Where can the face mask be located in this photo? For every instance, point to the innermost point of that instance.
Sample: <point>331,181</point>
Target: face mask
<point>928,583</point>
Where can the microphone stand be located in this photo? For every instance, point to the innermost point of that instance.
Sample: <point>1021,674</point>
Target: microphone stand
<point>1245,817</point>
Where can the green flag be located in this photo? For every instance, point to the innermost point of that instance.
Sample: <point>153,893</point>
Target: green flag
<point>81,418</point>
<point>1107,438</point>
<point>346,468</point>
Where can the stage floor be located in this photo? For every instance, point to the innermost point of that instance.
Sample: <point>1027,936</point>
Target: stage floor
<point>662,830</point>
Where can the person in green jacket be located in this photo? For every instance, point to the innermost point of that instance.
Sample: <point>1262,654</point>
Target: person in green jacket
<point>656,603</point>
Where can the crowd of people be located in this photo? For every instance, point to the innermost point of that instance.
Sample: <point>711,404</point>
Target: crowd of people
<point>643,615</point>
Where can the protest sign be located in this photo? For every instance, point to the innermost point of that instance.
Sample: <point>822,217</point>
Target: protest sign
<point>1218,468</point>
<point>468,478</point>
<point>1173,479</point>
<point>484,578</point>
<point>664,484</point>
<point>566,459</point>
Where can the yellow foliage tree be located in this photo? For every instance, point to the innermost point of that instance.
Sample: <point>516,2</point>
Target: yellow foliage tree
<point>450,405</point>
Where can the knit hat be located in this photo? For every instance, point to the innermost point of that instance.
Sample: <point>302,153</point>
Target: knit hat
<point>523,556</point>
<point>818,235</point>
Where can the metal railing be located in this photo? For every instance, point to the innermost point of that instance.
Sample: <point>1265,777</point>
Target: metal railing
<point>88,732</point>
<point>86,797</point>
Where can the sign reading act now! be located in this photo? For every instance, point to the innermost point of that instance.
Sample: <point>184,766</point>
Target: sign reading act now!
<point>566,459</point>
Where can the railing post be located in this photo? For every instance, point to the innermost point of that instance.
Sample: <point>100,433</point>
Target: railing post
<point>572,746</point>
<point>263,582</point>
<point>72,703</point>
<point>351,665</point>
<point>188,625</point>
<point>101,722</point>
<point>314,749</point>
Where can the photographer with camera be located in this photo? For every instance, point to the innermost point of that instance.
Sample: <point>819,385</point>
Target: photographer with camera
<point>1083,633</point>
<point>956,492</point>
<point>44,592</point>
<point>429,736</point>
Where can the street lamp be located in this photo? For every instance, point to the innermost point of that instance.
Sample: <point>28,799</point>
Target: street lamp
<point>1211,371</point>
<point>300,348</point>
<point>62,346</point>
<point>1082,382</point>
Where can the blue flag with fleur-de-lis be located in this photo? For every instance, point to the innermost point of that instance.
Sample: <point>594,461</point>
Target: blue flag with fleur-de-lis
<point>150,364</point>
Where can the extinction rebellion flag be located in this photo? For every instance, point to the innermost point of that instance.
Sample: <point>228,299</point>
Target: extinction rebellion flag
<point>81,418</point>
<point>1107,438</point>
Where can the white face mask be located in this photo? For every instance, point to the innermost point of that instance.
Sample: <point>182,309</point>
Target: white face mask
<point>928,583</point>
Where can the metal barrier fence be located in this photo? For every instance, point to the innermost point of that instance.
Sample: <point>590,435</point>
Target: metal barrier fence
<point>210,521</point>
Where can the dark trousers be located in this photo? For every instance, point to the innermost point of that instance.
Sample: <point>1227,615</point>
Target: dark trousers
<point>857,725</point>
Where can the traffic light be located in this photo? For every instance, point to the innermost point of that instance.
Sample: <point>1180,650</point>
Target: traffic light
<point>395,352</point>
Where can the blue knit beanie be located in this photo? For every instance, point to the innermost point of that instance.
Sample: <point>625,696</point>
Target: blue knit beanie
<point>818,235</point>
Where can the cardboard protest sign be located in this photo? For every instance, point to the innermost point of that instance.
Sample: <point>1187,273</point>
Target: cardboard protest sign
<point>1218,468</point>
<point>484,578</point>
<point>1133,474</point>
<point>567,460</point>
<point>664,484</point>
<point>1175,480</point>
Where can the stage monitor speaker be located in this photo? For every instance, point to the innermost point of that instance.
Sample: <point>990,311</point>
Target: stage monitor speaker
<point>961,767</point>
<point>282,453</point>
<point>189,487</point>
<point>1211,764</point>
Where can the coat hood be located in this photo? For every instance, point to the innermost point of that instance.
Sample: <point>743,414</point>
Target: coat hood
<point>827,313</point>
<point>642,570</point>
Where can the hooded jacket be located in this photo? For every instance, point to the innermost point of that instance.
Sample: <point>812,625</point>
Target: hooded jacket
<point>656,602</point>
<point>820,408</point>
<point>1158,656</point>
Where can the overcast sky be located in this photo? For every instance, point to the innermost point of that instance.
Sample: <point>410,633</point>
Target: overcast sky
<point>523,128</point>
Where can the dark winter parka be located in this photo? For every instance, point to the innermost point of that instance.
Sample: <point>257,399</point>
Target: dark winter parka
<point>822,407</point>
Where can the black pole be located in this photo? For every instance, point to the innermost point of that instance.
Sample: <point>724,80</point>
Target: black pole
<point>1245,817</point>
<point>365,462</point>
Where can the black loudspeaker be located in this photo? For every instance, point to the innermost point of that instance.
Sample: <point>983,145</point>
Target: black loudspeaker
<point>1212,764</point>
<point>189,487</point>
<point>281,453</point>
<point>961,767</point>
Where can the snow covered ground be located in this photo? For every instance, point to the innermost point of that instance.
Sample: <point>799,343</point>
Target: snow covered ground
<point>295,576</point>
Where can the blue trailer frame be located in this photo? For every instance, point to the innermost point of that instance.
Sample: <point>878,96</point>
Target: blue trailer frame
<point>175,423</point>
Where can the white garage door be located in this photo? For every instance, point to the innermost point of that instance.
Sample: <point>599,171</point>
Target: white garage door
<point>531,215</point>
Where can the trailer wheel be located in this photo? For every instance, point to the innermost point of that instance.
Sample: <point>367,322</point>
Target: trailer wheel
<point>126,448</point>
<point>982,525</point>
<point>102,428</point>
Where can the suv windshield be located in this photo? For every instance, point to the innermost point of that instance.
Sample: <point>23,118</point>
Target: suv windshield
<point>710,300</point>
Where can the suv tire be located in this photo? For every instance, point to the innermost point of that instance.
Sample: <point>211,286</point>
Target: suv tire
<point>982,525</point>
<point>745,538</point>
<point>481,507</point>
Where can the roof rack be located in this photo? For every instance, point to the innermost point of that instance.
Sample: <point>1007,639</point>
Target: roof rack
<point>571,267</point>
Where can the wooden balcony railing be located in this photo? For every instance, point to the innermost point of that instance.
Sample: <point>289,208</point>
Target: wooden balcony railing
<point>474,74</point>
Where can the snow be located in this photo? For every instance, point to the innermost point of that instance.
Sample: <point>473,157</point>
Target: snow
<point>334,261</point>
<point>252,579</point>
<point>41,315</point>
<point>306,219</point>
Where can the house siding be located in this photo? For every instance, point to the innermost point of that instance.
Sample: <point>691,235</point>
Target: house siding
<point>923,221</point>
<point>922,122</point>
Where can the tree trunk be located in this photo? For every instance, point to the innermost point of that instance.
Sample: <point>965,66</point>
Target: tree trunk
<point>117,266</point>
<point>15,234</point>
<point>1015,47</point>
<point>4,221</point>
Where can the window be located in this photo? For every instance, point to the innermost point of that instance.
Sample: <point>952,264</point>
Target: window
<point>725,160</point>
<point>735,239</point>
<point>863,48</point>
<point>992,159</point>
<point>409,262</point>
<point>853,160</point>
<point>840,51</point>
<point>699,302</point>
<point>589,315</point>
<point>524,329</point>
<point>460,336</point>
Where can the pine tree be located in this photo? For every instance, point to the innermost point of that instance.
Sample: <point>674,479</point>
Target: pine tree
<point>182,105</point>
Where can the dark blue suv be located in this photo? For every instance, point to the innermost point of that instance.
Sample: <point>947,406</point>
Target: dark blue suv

**TASK OBJECTIVE**:
Convert the full listing above into a JSON array of strings, one string per line, omitting blank lines.

**COMPLETE RESPONSE**:
[
  "Where can the face mask be located in this photo? For every instance, point to the innermost point of that instance.",
  "Sample: <point>331,181</point>",
  "Target: face mask",
  "<point>928,583</point>",
  "Where can the microphone stand be located in this photo? For every instance, point to the innermost point of that instance.",
  "Sample: <point>1021,674</point>",
  "Target: microphone stand",
  "<point>1245,817</point>",
  "Where can the green flag be located in this photo? For every instance, point to the innermost point of that instance.",
  "Sample: <point>153,893</point>",
  "Target: green flag",
  "<point>81,418</point>",
  "<point>1107,438</point>",
  "<point>346,468</point>",
  "Where can the stage floor be located in this photo? For every instance, point to the innermost point of that instance.",
  "Sample: <point>1027,936</point>",
  "Target: stage floor",
  "<point>662,830</point>",
  "Where can the person in green jacket be located in this photo? For every instance, point to the innermost point of that instance.",
  "Sample: <point>1262,654</point>",
  "Target: person in green jacket",
  "<point>656,603</point>",
  "Where can the crowd of people be located in this photo? For every instance, point to the innermost point of that instance.",
  "Sample: <point>711,404</point>",
  "Target: crowd of people",
  "<point>643,615</point>",
  "Where can the protest sign be located in this photo? For every instance, point to the innermost point of that instance.",
  "Sample: <point>822,217</point>",
  "Target: protest sign",
  "<point>1218,468</point>",
  "<point>468,478</point>",
  "<point>1173,479</point>",
  "<point>484,578</point>",
  "<point>664,484</point>",
  "<point>566,459</point>",
  "Where can the yellow foliage tree be located in this photo? For every instance, point to the innermost point of that instance.",
  "Sample: <point>516,2</point>",
  "Target: yellow foliage tree",
  "<point>450,405</point>",
  "Where can the knit hat be located in this photo? For every instance, point to the innermost point of that instance.",
  "Sample: <point>302,153</point>",
  "Target: knit hat",
  "<point>523,556</point>",
  "<point>818,235</point>",
  "Where can the metal railing be located in this photo? For every instance, point to the innermost point of that instance.",
  "Sample: <point>1265,777</point>",
  "Target: metal railing",
  "<point>88,732</point>",
  "<point>86,797</point>",
  "Where can the sign reading act now! be located in this photo? For every instance, point to the innermost point of that instance.",
  "Sample: <point>184,766</point>",
  "Target: sign reading act now!",
  "<point>566,459</point>",
  "Where can the railing post be located in this photo? For every instance, point to the innermost point of that instance.",
  "Sample: <point>100,433</point>",
  "Target: railing post",
  "<point>572,746</point>",
  "<point>263,582</point>",
  "<point>72,703</point>",
  "<point>351,665</point>",
  "<point>188,625</point>",
  "<point>101,722</point>",
  "<point>314,749</point>",
  "Where can the photographer with camera be located in this photo? For every instance, point to the innermost point of that instance.",
  "Sample: <point>819,385</point>",
  "Target: photographer with camera",
  "<point>1083,633</point>",
  "<point>956,492</point>",
  "<point>44,592</point>",
  "<point>429,736</point>",
  "Where can the street lamp be located in this photo? For every instance, point to the innermost point of that instance.",
  "Sample: <point>28,799</point>",
  "Target: street lamp",
  "<point>1211,371</point>",
  "<point>300,348</point>",
  "<point>62,346</point>",
  "<point>1082,382</point>",
  "Where can the blue flag with fleur-de-lis be located in this photo? For every instance, point to the innermost point of that instance.",
  "Sample: <point>594,461</point>",
  "Target: blue flag with fleur-de-lis",
  "<point>150,364</point>",
  "Where can the extinction rebellion flag be located in this photo? For every instance, point to the innermost point of that instance.",
  "Sample: <point>228,299</point>",
  "Target: extinction rebellion flag",
  "<point>81,418</point>",
  "<point>1107,438</point>",
  "Where can the white face mask be located in this photo? For every instance, point to the innermost point of that instance.",
  "Sample: <point>182,309</point>",
  "Target: white face mask",
  "<point>928,583</point>",
  "Where can the metal barrier fence be located in this photo? For every instance, point to the innermost point of that instance.",
  "Sample: <point>590,435</point>",
  "Target: metal barrier fence",
  "<point>210,521</point>",
  "Where can the dark trousers be located in this photo? For every instance, point to the innermost point of that instance.",
  "Sample: <point>1227,615</point>",
  "Target: dark trousers",
  "<point>857,725</point>",
  "Where can the traffic light be located in this photo? For every instance, point to the innermost point of that instance.",
  "Sample: <point>1180,650</point>",
  "Target: traffic light",
  "<point>395,352</point>",
  "Where can the blue knit beanie be located in this photo? For every instance, point to the innermost point of that instance.",
  "Sample: <point>625,696</point>",
  "Target: blue knit beanie",
  "<point>818,235</point>",
  "Where can the cardboard protest sign be located in this photo? For every instance, point to the innermost point of that instance.",
  "Sample: <point>1187,273</point>",
  "Target: cardboard protest sign",
  "<point>1218,468</point>",
  "<point>484,578</point>",
  "<point>1133,474</point>",
  "<point>567,460</point>",
  "<point>664,484</point>",
  "<point>1175,480</point>",
  "Where can the stage monitor speaker be located in this photo? For every instance, point to the innermost point of that instance.",
  "Sample: <point>990,311</point>",
  "Target: stage monitor speaker",
  "<point>961,767</point>",
  "<point>282,453</point>",
  "<point>189,487</point>",
  "<point>1211,764</point>",
  "Where can the coat hood be located in this photo? For every instance, point to the innermost point of that instance.",
  "Sample: <point>743,414</point>",
  "Target: coat hood",
  "<point>827,313</point>",
  "<point>642,570</point>",
  "Where can the hooded jacket be located in this photo? For every instance, point to the innermost point of that instance.",
  "Sample: <point>812,625</point>",
  "Target: hooded jacket",
  "<point>656,602</point>",
  "<point>820,408</point>",
  "<point>1158,656</point>",
  "Where can the overcast sky be located in this photo? For every instance, point to the innermost point of that instance.",
  "Sample: <point>410,633</point>",
  "Target: overcast sky",
  "<point>523,128</point>",
  "Where can the dark winter parka be located in this photo? For every instance, point to the innermost point of that instance.",
  "Sample: <point>257,399</point>",
  "Target: dark winter parka",
  "<point>822,407</point>",
  "Where can the black pole be located in this photo? For every instance, point to the innermost point of that instance.",
  "Sample: <point>724,80</point>",
  "Target: black pole",
  "<point>1245,817</point>",
  "<point>365,462</point>",
  "Where can the black loudspeaker be located in this photo? For every instance, point to the innermost point of that instance.",
  "Sample: <point>983,145</point>",
  "Target: black loudspeaker",
  "<point>1212,764</point>",
  "<point>189,487</point>",
  "<point>281,453</point>",
  "<point>961,767</point>",
  "Where can the snow covered ground be located in this photo? For every instance, point to the innermost point of that instance.",
  "Sample: <point>799,343</point>",
  "Target: snow covered ground",
  "<point>295,576</point>",
  "Where can the blue trailer frame be located in this photo? For every instance, point to the innermost point of that instance.",
  "Sample: <point>878,96</point>",
  "Target: blue trailer frame",
  "<point>175,423</point>",
  "Where can the white garage door be located in this photo? For every instance, point to the innermost point of that instance.",
  "Sample: <point>599,171</point>",
  "Target: white garage door",
  "<point>531,215</point>",
  "Where can the trailer wheel be located in this photo? For every instance, point to the innermost point of that instance.",
  "Sample: <point>367,322</point>",
  "Target: trailer wheel",
  "<point>126,448</point>",
  "<point>982,525</point>",
  "<point>102,428</point>",
  "Where can the suv windshield be located in this photo? For every instance, point to the innermost point of that instance.",
  "Sample: <point>23,118</point>",
  "Target: suv windshield",
  "<point>710,300</point>",
  "Where can the suv tire be located in this photo? For every instance, point to the innermost point of that instance.",
  "Sample: <point>211,286</point>",
  "Target: suv tire",
  "<point>982,525</point>",
  "<point>745,538</point>",
  "<point>481,507</point>",
  "Where can the roof rack be located in this photo? For every instance, point to the innermost point of that instance.",
  "Sample: <point>1007,639</point>",
  "Target: roof rack",
  "<point>571,267</point>",
  "Where can the wooden balcony railing be located in this photo? For every instance, point to the innermost point of that instance.",
  "Sample: <point>289,208</point>",
  "Target: wooden balcony railing",
  "<point>474,74</point>",
  "Where can the snow be located in this photo? For every instance, point to the innermost point of that instance.",
  "Sample: <point>473,157</point>",
  "Target: snow",
  "<point>334,261</point>",
  "<point>252,579</point>",
  "<point>41,315</point>",
  "<point>306,219</point>",
  "Where can the house siding be located in this photo? For every instance, point to the innermost point of that instance.",
  "Sample: <point>691,235</point>",
  "Target: house siding",
  "<point>923,221</point>",
  "<point>922,122</point>",
  "Where can the tree trunk be located in this photo? For every instance, point to the innermost point of that instance.",
  "Sample: <point>965,66</point>",
  "Target: tree trunk",
  "<point>117,266</point>",
  "<point>15,234</point>",
  "<point>1015,47</point>",
  "<point>4,221</point>",
  "Where can the window be located in this photo? For every instance, point to the innermost point of that instance.",
  "Sample: <point>952,264</point>",
  "Target: window",
  "<point>725,160</point>",
  "<point>735,239</point>",
  "<point>863,48</point>",
  "<point>992,159</point>",
  "<point>409,262</point>",
  "<point>853,160</point>",
  "<point>840,51</point>",
  "<point>699,302</point>",
  "<point>589,315</point>",
  "<point>524,329</point>",
  "<point>460,336</point>",
  "Where can the pine tree be located in this photo? For every instance, point to the innermost point of that instance.",
  "Sample: <point>674,479</point>",
  "Target: pine tree",
  "<point>182,105</point>",
  "Where can the dark blue suv be located in this photo? For every instance, point to the innermost point of that instance.",
  "Sample: <point>947,406</point>",
  "Target: dark blue suv"
]